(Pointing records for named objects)
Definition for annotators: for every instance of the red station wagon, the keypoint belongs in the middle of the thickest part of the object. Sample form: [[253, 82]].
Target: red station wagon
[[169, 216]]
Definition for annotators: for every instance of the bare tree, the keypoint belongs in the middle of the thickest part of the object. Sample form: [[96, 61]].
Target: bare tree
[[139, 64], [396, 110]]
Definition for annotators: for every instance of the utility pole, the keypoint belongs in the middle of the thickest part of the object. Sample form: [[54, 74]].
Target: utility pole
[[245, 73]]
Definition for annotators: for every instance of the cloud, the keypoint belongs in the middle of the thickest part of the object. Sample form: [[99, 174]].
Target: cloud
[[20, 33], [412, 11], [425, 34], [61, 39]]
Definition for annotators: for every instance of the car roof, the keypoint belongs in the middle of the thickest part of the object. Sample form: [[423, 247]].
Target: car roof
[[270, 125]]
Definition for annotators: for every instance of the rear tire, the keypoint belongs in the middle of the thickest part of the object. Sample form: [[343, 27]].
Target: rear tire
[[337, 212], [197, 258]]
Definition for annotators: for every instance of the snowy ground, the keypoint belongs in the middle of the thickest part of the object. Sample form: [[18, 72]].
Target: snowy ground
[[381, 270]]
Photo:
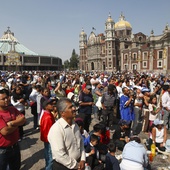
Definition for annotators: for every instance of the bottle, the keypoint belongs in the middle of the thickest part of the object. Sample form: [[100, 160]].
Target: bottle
[[153, 149], [87, 167]]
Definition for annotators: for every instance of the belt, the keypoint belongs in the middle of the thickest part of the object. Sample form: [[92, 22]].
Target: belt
[[9, 147]]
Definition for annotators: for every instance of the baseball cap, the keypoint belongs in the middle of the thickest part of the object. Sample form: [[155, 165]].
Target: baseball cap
[[46, 102], [124, 122], [145, 90], [158, 122], [88, 87]]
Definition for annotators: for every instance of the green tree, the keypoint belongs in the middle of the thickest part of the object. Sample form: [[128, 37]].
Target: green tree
[[66, 64], [74, 60]]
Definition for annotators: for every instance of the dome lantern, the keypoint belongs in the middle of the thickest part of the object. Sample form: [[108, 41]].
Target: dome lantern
[[122, 23]]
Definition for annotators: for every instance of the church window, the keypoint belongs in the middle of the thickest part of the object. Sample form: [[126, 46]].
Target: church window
[[125, 57], [145, 56], [134, 56], [159, 63], [160, 54]]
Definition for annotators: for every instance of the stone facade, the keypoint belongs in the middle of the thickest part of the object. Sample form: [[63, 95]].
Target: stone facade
[[120, 50]]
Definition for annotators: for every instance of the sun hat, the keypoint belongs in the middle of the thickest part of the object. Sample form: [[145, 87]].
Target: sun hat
[[158, 122]]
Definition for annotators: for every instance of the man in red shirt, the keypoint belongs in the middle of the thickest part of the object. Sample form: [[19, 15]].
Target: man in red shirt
[[46, 122], [10, 120]]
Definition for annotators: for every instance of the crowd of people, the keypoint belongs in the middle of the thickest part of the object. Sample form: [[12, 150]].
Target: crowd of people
[[123, 105]]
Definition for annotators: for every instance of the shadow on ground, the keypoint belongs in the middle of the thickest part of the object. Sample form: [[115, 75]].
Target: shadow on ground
[[28, 163]]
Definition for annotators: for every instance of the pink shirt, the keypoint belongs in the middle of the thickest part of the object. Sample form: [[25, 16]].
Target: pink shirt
[[5, 116]]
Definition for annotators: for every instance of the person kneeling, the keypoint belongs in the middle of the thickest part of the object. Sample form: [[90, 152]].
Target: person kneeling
[[92, 154]]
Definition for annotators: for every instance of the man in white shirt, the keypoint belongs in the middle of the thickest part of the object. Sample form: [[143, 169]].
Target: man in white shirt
[[65, 138], [166, 106]]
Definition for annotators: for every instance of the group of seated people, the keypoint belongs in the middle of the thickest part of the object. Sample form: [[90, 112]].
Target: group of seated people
[[101, 145]]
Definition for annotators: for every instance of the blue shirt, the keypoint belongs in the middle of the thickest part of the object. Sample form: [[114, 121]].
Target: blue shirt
[[111, 162], [126, 112]]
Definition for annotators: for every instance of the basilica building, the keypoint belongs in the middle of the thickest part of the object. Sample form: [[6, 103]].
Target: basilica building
[[118, 49], [14, 56]]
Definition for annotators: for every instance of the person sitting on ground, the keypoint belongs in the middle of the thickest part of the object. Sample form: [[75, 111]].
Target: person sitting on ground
[[92, 153], [111, 161], [158, 135], [121, 134], [134, 155]]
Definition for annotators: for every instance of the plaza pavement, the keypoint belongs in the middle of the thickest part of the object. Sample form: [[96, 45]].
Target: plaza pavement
[[32, 153]]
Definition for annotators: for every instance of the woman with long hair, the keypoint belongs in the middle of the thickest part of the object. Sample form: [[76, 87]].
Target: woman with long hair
[[18, 101]]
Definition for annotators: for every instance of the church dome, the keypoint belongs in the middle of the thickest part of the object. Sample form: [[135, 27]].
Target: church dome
[[109, 19], [122, 23]]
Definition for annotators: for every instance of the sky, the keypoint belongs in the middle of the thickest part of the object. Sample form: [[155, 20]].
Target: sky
[[52, 27]]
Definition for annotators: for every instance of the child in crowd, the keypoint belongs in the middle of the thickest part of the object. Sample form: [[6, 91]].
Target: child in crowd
[[153, 109], [92, 153], [83, 132], [111, 162]]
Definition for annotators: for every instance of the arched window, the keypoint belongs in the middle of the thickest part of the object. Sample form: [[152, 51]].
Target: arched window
[[92, 66]]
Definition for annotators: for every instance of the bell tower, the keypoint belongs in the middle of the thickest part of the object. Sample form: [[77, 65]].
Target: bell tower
[[83, 49]]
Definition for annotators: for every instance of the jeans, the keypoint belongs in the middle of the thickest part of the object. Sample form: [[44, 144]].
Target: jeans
[[166, 118], [48, 156], [10, 157]]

*What the exercise asks*. Copy every row above word for word, omitting the pictures from your copy.

*Correct answer*.
Definition for annotators: for every instance of the red station wagon, the keypoint belongs in the middle of the thickest part of the object. Sample form: [[253, 82]].
Target: red station wagon
[[169, 216]]
Definition for annotators: for every instance of the bare tree, the keypoint belongs in the middle of the thickest part of the object. Sample form: [[96, 61]].
Target: bare tree
[[139, 64], [396, 110]]
Definition for annotators: for every instance of the utility pole, the keypoint belongs in the middle of the thickest part of the object. Sample form: [[54, 74]].
Target: utility pole
[[245, 73]]
Definition for annotators: for every instance of the cloud, the keypoint belongs in the middle of the thickest part of the object. Sample form: [[99, 174]].
Target: cloud
[[20, 33], [412, 11], [425, 34], [61, 39]]
Definition for annotators: for every instance of the car roof, the keypoint belongs in the middle of the thickest part of the object. Sample form: [[423, 247]].
Target: car roof
[[270, 125]]
Definition for annotators: for every instance of the rear tire, the keypoint belongs in the middle of the thickest part of the object. Sample form: [[343, 27]].
Target: rear tire
[[337, 212], [197, 258]]
Definition for annotators: for every instance of the snowy ground, the keypoint belongs in the middle of the thickest part of the object. Sample form: [[18, 72]].
Target: snowy ground
[[381, 270]]
Photo:
Definition for annotators: for every instance of the bottle, the keypoint belongs in the middle of the thickest part of the object. Sample form: [[100, 160]].
Target: bottle
[[153, 149], [87, 167]]
Definition for annotators: for every instance of the belt, the keypoint belongs in the middle of the thickest part of the object. Sample form: [[92, 22]].
Target: belt
[[9, 147]]
Definition for annotators: for every instance of the baseball cap, the keypoint belongs in the middle of the thickest part of the object. Sample form: [[155, 165]].
Target: baseball cap
[[46, 102], [124, 122], [145, 90], [158, 122], [88, 87]]
Definition for annotators: for every instance of the green tree, the keypoint belongs in the middle of the thickest part of the object. Sample form: [[128, 37]].
Target: green tree
[[66, 64], [74, 60]]
Definition for annotators: for every instance of the dome lantern, the keypoint belongs in the middle of the thickest part of the object. Sample form: [[108, 41]].
Target: dome lantern
[[122, 23]]
Definition for annotators: for every instance of the church window, the keypoint belongs in the middle of the thickest part of the object. Sample form: [[126, 46]].
Target: church window
[[125, 57], [145, 56], [134, 56], [159, 63], [160, 54]]
Definition for annotators: for every instance of the stone facade, the keypoint belongs in the middle of the thickest part of the object. Sample form: [[63, 95]].
Target: stone facade
[[120, 50]]
Definition for annotators: for every instance of the sun hat, the keypoint belongs in the middle of the thickest part of the object. Sample form: [[145, 87]].
Target: sun hat
[[158, 122]]
Definition for annotators: for every instance of the man in red shirt, the keypoint belongs in the middle of the thickest part of the object. Sample form: [[19, 15]].
Target: man in red shirt
[[46, 122], [10, 120]]
Definition for annotators: for every instance of the crowd of people, the keypoint belongs in the middle of the thickest part of the object. Sample form: [[12, 150]].
Target: crowd of people
[[123, 105]]
Definition for annotators: for every instance of the shadow on ground, the keypoint belongs in the middle of the thickest part of the object. Sample form: [[115, 75]].
Target: shadow on ground
[[28, 163]]
Definition for annotators: for every instance of the pink shirt, the keypoint belongs in the middle of the thickest part of the object. Sample form: [[25, 16]].
Target: pink shirt
[[5, 116]]
Definition for annotators: for every instance of the person kneeling, the keypoint belongs in the middle of the thickest part of the object. Sample form: [[90, 152]].
Target: person kneeling
[[92, 154]]
Definition for annotators: for every instance of the man in white shirt, the keypoint belongs in the middle of the thickest part of the object. Sample form: [[143, 169]].
Target: man in white shirt
[[65, 138], [166, 106]]
Definition for annotators: for every instance of the group of seated people, the keypoint belongs in the middle of the thickest part of the object. Sample form: [[90, 112]].
Target: group of seated people
[[101, 145]]
Definition for annotators: for every instance of the blue shirt, the keypoint belongs in the middle of the thickest part of the object. Sample form: [[114, 121]].
Target: blue shirt
[[111, 162], [126, 112]]
Definition for annotators: for every instance of the basilica building, the keypoint belongs in the middle of the thickest part of the object. Sample form: [[6, 103]].
Target: basilica building
[[118, 49], [14, 56]]
Definition for annotators: for every instance of the person sitting on ground, the keypoint belongs in the middle of the thickest part of the object. Sample form: [[75, 111]].
Target: person sitting on ground
[[92, 153], [111, 161], [158, 135], [121, 134], [134, 155]]
Definition for annotators: for every instance of the plaza pavement, the keypoint belongs in the middle of the thickest part of the object. Sample form: [[96, 45]].
Target: plaza pavement
[[32, 153]]
Definition for annotators: for every instance of the woman with long hair, the keypoint belongs in the middle of the thickest part of the object. Sample form: [[76, 87]].
Target: woman with long hair
[[18, 101]]
Definition for annotators: for every instance of the church dome, the keypoint belongs in the middle of the thickest part of the object. Sample form: [[135, 27]].
Target: church dome
[[109, 19], [122, 23]]
Definition for annotators: for every instance of the sky, the keypoint belongs in the middle of the thickest part of the object. Sample form: [[155, 20]].
Target: sky
[[52, 27]]
Definition for annotators: for every instance of the child in crowd, the keypoint belongs in the middle of the thickest part of the object. Sample form: [[6, 91]].
Target: child in crowd
[[153, 109], [92, 153], [83, 132], [111, 162]]
Definition for annotators: for every instance of the arched window, the keypoint belongs in the middle of the thickest part of the object. Sample form: [[152, 51]].
Target: arched window
[[92, 66]]
Definition for annotators: for every instance of the bell tower, the keypoint belongs in the middle of the thickest part of the object. Sample form: [[77, 65]].
Target: bell tower
[[83, 49]]
Definition for annotators: for every instance of the jeans, the keypoint belongs in the middle of the thickest part of the object. Sample form: [[44, 144]].
Target: jeans
[[166, 118], [48, 156], [10, 157]]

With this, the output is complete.